== Request ==
Write out exactly the lines below that run from the line containing "Exercise. Identify the wood plank" through the last line of the records.
──────── Input material
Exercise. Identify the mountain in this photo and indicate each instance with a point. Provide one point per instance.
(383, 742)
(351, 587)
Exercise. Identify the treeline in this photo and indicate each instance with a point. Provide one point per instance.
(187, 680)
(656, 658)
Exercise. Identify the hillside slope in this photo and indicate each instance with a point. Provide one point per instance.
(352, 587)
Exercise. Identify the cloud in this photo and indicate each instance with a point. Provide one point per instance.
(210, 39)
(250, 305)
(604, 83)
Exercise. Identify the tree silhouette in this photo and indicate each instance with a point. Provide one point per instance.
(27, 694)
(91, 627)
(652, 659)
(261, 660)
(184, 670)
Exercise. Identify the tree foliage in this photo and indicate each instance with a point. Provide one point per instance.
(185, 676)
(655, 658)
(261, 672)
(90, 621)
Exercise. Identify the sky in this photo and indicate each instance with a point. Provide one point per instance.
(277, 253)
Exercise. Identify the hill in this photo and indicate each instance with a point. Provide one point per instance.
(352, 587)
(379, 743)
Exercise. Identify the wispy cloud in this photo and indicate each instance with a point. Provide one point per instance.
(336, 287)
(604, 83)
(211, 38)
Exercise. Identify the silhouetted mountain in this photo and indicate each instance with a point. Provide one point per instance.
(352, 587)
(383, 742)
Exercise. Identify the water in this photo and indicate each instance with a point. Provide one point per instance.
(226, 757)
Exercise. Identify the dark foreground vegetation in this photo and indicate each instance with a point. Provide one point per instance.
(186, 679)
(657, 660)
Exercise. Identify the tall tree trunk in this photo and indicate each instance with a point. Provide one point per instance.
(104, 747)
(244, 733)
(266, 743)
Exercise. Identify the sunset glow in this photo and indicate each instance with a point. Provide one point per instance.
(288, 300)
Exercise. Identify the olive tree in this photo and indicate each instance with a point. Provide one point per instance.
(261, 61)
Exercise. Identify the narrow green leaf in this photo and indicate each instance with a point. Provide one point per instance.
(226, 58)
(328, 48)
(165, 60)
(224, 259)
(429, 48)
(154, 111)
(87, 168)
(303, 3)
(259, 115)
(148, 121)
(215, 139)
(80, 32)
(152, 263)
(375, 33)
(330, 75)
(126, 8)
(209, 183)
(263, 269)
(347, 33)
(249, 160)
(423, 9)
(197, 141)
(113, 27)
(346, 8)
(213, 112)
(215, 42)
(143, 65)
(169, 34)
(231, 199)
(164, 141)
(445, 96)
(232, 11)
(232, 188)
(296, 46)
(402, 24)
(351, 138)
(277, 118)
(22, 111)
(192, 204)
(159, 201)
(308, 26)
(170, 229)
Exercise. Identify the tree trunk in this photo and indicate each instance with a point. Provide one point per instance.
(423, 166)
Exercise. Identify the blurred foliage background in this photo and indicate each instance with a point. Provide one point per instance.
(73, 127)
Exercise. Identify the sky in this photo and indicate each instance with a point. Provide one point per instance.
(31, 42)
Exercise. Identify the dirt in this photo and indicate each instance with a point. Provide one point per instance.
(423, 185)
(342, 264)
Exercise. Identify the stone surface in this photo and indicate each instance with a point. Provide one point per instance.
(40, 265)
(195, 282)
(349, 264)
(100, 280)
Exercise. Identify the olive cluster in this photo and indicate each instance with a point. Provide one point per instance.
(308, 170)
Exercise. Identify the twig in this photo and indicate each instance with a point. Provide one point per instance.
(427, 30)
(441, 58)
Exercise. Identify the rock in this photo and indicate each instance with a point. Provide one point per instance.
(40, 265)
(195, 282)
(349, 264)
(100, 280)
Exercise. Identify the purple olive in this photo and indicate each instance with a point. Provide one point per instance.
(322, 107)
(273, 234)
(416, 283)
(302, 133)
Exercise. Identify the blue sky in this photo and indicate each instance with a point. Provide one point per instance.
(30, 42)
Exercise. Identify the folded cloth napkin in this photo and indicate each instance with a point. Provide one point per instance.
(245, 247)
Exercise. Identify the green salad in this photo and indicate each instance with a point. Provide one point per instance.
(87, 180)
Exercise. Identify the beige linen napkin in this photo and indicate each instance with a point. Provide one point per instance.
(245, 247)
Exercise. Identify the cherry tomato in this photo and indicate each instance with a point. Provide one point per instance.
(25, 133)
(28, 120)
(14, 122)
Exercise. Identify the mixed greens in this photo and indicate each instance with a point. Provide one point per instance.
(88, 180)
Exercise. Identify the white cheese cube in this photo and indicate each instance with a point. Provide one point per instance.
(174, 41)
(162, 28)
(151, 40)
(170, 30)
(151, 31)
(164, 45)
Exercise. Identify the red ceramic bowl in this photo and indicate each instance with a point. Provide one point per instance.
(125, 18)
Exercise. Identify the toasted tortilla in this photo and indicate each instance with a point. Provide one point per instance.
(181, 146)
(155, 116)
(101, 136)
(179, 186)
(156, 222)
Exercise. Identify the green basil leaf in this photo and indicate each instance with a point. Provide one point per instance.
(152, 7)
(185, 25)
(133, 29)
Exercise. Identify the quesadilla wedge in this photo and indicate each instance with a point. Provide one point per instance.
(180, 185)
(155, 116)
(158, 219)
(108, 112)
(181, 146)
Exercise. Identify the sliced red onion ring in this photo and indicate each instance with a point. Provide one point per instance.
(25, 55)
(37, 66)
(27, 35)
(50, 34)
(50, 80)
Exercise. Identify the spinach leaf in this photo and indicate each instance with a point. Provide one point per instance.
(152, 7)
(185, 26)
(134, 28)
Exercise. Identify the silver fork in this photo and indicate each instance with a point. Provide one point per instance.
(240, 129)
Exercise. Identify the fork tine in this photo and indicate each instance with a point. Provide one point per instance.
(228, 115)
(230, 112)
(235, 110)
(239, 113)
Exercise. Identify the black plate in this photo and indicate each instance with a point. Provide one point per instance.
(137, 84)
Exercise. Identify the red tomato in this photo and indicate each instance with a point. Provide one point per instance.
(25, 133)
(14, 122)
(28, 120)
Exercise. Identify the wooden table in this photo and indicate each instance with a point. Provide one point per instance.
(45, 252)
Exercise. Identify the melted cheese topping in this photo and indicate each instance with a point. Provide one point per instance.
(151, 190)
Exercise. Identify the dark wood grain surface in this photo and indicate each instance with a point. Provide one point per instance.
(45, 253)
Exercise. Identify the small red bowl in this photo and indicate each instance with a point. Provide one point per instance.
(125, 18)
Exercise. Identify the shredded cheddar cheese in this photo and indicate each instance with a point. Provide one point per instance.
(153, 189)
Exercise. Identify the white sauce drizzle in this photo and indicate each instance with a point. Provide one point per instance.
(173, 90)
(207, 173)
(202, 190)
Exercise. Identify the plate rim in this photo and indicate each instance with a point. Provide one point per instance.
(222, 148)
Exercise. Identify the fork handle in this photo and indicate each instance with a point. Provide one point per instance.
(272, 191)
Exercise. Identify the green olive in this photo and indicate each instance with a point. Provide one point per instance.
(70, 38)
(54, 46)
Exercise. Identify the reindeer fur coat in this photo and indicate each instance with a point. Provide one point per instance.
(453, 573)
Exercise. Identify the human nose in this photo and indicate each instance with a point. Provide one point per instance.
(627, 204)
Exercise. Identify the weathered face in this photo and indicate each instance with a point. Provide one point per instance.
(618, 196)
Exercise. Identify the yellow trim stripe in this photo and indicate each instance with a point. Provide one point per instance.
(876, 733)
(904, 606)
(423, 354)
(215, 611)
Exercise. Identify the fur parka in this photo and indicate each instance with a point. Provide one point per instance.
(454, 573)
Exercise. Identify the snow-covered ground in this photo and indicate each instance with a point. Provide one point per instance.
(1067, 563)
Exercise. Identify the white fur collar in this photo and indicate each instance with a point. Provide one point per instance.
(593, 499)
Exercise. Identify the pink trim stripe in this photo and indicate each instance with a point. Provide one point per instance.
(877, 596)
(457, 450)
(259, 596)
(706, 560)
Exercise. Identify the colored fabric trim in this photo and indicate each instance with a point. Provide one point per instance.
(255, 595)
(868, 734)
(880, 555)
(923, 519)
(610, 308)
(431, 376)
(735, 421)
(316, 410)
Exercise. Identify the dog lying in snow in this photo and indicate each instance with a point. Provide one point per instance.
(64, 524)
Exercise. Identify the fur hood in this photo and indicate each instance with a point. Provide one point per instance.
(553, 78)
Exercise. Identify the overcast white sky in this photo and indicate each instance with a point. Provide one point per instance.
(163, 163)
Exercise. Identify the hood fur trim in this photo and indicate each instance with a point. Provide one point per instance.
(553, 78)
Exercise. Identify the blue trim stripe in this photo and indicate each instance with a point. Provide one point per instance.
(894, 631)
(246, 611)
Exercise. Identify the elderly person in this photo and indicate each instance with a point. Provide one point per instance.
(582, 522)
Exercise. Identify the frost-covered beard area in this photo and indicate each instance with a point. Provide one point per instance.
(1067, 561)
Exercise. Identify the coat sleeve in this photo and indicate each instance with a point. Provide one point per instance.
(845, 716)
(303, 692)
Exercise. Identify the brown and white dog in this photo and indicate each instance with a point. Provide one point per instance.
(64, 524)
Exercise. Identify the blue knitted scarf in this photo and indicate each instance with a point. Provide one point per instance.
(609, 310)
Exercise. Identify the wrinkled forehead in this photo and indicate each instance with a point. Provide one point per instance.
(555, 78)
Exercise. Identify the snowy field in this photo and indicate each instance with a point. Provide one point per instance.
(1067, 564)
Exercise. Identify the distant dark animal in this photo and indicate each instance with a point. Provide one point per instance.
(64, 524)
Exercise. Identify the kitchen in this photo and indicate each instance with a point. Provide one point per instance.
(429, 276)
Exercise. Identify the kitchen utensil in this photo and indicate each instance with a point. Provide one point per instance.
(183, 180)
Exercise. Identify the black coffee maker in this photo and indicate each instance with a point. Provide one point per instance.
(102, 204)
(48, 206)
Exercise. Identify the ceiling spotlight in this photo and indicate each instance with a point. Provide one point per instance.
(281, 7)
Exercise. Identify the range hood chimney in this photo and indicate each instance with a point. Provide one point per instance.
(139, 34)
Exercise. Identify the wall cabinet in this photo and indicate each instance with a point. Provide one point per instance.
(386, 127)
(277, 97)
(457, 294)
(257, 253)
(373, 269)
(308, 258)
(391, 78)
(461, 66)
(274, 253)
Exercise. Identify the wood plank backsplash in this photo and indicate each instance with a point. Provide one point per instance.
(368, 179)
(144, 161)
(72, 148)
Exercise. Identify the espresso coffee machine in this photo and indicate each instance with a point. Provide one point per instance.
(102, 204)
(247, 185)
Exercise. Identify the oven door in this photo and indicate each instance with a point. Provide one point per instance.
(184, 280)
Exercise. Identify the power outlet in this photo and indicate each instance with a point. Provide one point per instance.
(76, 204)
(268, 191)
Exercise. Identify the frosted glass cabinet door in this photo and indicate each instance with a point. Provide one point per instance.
────────────────
== Exercise response ==
Exercise. Identify the wood plank backsplash in this photo and indicate each instance with a point. Provide one point per instance.
(368, 179)
(144, 161)
(72, 148)
Exercise. Identify the espresso coffee machine in this photo and indicate each instance with a point. Provide one point per instance.
(102, 204)
(247, 185)
Exercise. Identify the oven door in this photo and indicate each instance with a point. Provide one point per instance.
(184, 280)
Exercise. Identify the power outlet in this photo and indicate each instance with a point. Provide one point per instance.
(76, 204)
(268, 191)
Exercise. Identify the frosted glass cabinet door in this photo and indicate each instance with a point. Provide one point per instance.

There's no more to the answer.